◆ SHORT PROBLEM:
Restate, word for word, all of the material shown below.

◆ RECORDS FOR THE TASK:
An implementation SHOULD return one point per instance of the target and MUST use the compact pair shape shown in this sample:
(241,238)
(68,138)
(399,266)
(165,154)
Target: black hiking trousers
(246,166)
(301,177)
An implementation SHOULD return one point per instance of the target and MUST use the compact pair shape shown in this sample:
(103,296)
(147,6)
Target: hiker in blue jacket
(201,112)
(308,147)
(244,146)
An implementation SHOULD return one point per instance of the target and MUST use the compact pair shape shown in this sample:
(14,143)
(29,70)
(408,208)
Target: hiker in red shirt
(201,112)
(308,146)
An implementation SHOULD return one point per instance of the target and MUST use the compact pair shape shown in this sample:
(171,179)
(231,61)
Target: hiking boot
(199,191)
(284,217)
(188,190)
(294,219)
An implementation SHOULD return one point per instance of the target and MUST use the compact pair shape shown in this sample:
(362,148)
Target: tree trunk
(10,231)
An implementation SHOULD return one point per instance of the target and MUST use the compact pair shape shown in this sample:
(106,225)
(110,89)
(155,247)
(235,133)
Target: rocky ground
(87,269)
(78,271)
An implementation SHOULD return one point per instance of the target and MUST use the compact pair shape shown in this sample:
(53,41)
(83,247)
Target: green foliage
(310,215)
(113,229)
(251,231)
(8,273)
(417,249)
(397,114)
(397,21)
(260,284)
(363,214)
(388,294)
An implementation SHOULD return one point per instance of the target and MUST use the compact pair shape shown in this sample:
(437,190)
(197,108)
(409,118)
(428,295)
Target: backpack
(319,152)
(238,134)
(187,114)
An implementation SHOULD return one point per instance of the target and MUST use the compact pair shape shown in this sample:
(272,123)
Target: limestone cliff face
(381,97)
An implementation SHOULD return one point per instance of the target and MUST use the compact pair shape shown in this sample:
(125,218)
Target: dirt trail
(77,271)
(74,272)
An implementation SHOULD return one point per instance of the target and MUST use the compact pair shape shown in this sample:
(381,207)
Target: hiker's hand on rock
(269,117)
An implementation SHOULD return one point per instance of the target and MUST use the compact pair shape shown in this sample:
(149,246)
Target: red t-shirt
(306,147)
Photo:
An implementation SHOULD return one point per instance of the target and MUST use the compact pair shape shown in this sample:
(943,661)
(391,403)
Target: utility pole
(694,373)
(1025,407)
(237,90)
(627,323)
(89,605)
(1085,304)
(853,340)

◆ REPLY:
An implementation SHOULD return one point per instance of the target and MUST use the compact pair shape shown in this sample:
(241,238)
(68,138)
(399,266)
(165,154)
Target: black hiking trousers
(246,166)
(301,177)
An implementation SHOULD return one point per instance of the target and MUST use the compact pair shape shown in this sample:
(103,296)
(147,6)
Target: hiker in blue jacket
(201,112)
(308,147)
(244,146)
An implementation SHOULD return one point per instance of the target and MUST use the compact pair shape shown in this sample:
(14,143)
(29,70)
(408,208)
Target: hiker in red shirt
(201,112)
(308,146)
An implementation SHOULD return one point per instance of the target and MUST use the compact pair shape shown in this sample:
(171,179)
(231,61)
Target: hiking boot
(199,191)
(284,217)
(188,190)
(294,219)
An implementation SHOULD return one point per instance of the target and MUST use the compact pair shape shown in this sample:
(362,148)
Target: tree trunk
(10,231)
An implementation SHOULD return one point per instance of the target and MUST use the compact pair shape shown in this sample:
(106,225)
(110,89)
(155,247)
(235,133)
Target: rocky ground
(87,269)
(78,271)
An implementation SHOULD return one point per instance of the target and MUST use the compact pair shape shown in this sample:
(53,41)
(83,247)
Target: green foliage
(310,215)
(113,229)
(251,231)
(8,273)
(417,249)
(397,114)
(397,21)
(260,284)
(363,214)
(388,294)
An implementation SHOULD return one point per instance of the target and MUST use the compact pair shape shown in this sample:
(437,190)
(197,108)
(409,118)
(428,295)
Target: backpack
(319,152)
(238,134)
(187,114)
An implementation SHOULD return one point per instance of the target and MUST use the compact pair shape shown in this sample:
(272,123)
Target: limestone cliff face
(381,97)
An implementation SHOULD return one point per instance of the target and MUST use the compact pair shape shown in this sample:
(125,218)
Target: dirt trail
(77,271)
(74,272)
An implementation SHOULD return one point per instance of the target and MUST use the compact pair shape shown in this sample:
(381,207)
Target: hiker's hand on rock
(269,117)
An implementation SHOULD return one point per instance of the target and MUST use the compact pair shape shown in this sample:
(149,246)
Target: red t-shirt
(306,147)
Photo:
An implementation SHOULD return one point per instance of the target and MUST use the compact pair shape shown in this sample:
(943,661)
(391,403)
Target: utility pole
(694,373)
(1025,407)
(237,90)
(627,323)
(89,605)
(1085,304)
(853,340)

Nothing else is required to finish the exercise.